[START OF Exercise input]

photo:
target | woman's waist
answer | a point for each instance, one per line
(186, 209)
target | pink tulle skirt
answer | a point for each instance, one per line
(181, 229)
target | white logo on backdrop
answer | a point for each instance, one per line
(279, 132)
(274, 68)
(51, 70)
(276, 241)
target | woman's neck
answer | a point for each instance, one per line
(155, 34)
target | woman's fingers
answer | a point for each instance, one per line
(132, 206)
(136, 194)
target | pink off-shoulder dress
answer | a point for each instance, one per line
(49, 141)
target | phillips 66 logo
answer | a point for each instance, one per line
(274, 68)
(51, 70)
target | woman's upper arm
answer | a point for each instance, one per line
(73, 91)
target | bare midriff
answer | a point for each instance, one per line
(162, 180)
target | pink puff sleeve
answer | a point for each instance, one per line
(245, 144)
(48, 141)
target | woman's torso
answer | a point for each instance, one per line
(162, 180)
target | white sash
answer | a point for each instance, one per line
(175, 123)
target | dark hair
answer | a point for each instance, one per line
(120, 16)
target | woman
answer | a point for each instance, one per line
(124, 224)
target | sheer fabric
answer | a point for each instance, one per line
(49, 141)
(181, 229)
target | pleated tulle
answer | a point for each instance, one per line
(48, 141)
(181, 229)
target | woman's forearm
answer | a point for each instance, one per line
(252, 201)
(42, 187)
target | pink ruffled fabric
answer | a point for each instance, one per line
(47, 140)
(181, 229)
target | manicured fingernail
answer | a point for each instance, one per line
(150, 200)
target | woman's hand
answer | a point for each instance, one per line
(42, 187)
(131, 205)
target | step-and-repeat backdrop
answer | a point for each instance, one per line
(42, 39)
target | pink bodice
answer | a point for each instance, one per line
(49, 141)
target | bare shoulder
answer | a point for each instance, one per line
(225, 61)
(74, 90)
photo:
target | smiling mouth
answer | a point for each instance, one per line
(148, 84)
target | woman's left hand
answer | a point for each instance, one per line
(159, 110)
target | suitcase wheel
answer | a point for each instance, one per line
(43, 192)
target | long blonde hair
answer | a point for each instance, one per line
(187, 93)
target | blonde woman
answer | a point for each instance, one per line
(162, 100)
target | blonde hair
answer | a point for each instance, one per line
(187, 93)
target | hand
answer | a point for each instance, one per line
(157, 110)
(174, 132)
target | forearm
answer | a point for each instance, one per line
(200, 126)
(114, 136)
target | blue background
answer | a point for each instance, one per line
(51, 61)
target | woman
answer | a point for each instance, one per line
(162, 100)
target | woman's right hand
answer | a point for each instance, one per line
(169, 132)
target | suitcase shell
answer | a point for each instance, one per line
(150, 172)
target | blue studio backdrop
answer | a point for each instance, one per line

[END OF Exercise input]

What you should do:
Reproduce each record exactly as it appears.

Answer to this task:
photo:
target | woman's waist
answer | a point for each instance, one per line
(186, 209)
target | pink tulle skirt
answer | a point for each instance, one per line
(181, 229)
target | white logo on backdrop
answer | a point for each instance, one per line
(279, 132)
(274, 68)
(51, 70)
(276, 241)
target | woman's neck
answer | a point for each instance, one per line
(155, 34)
target | woman's fingers
answer | a point for each instance, one per line
(132, 206)
(136, 194)
target | pink off-shoulder dress
answer | a point for each instance, one per line
(49, 141)
target | phillips 66 logo
answer | a point for each instance, one per line
(274, 68)
(51, 70)
target | woman's upper arm
answer | a point for each instance, one per line
(73, 91)
target | bare midriff
answer | a point for each instance, one per line
(162, 180)
target | pink puff sleeve
answer | a point for each instance, one per line
(245, 144)
(48, 141)
target | woman's torso
answer | a point for each instance, one per line
(162, 180)
target | white sash
answer | a point for each instance, one per line
(175, 123)
target | dark hair
answer | a point for each instance, one per line
(120, 16)
target | woman
answer | a point for each instance, one per line
(124, 224)
target | sheer fabric
answer | a point for each instance, one per line
(49, 141)
(181, 229)
target | pleated tulle
answer | a point for each instance, one per line
(48, 141)
(181, 229)
target | woman's forearm
answer | a point for each instance, one per line
(252, 201)
(42, 187)
target | pink ruffled fabric
answer | a point for each instance, one per line
(47, 140)
(181, 229)
target | manicured fingernail
answer | a point for each instance, one per line
(150, 200)
target | woman's hand
answer | a point for each instance, one per line
(42, 187)
(131, 205)
target | step-and-repeat backdrop
answer | a point for each instance, one per line
(42, 39)
target | pink bodice
answer | a point for each instance, one per line
(49, 141)
target | bare shoulder
answer | a point for each instance, one per line
(225, 61)
(74, 90)
photo:
target | smiling mouth
answer | a point for each instance, one per line
(148, 84)
target | woman's left hand
answer | a point for each instance, one per line
(159, 110)
target | suitcase wheel
answer | a point for each instance, one per line
(43, 192)
target | long blonde hair
answer | a point for each instance, one per line
(187, 93)
target | blonde woman
answer | a point for each instance, one per line
(162, 100)
target | blonde hair
answer | a point for each instance, one per line
(187, 93)
target | hand
answer | a point for each instance, one per line
(157, 110)
(174, 132)
target | forearm
answer | a point for each instance, one per line
(200, 126)
(114, 136)
target | blue background
answer | a point for each instance, one per line
(51, 61)
target | woman
answer | a point for each instance, one per line
(162, 100)
target | woman's right hand
answer | a point for each instance, one per line
(169, 132)
target | suitcase shell
answer | a point for each instance, one per line
(150, 172)
target | blue studio backdrop
answer | a point for each instance, one per line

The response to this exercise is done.